■ **TASK GOAL**: Reproduce the records below word for word, leaving out the pictures.

(Extracted data entries)
<<<<

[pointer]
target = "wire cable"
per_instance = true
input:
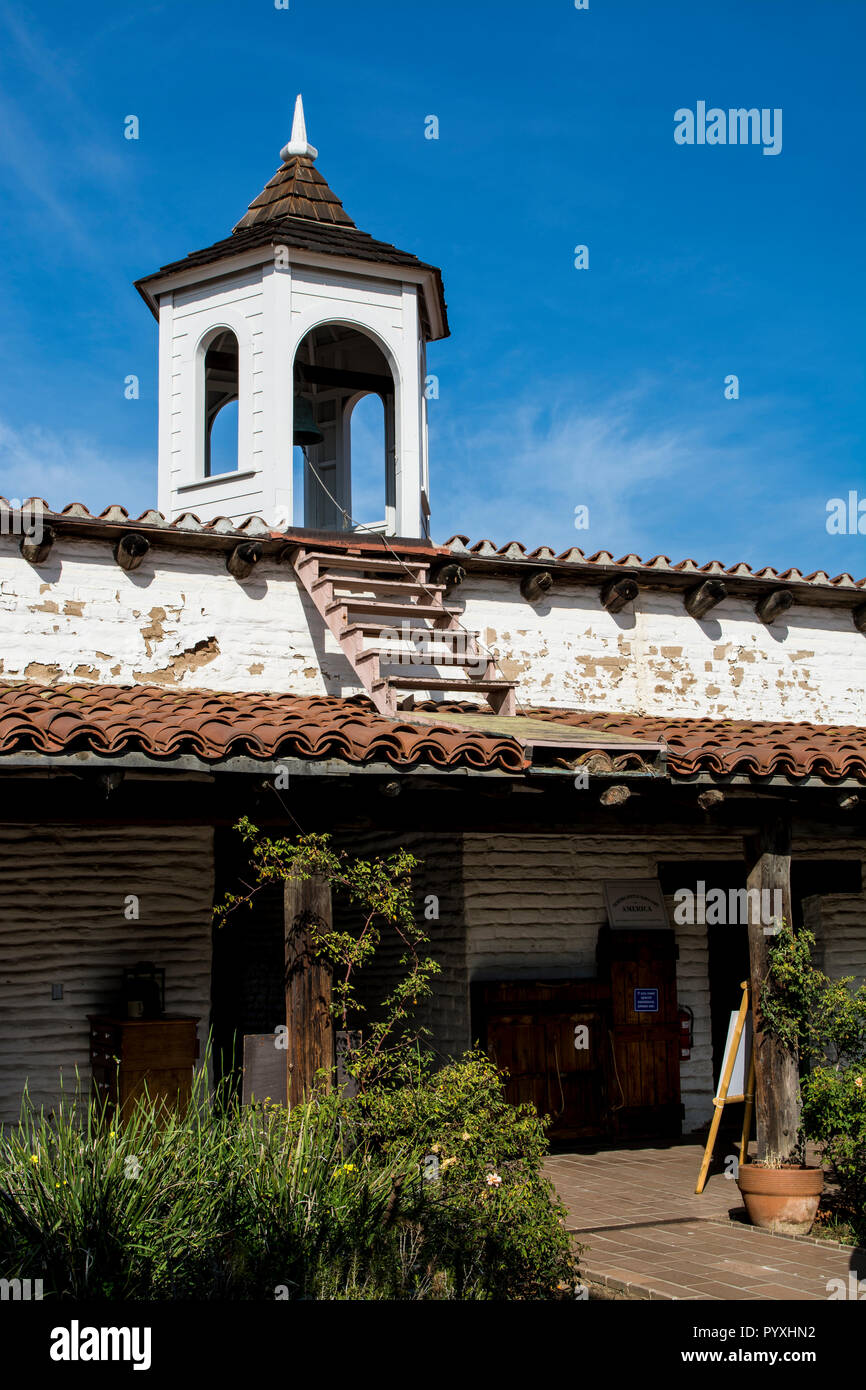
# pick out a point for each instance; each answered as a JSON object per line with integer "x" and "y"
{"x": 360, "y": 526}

>>>>

■ **RESPONSE BELOW**:
[pointer]
target = "wire cable"
per_instance = true
input:
# pick out a point for each instance; each answered as a JSON object per line with integer "x" and "y"
{"x": 360, "y": 526}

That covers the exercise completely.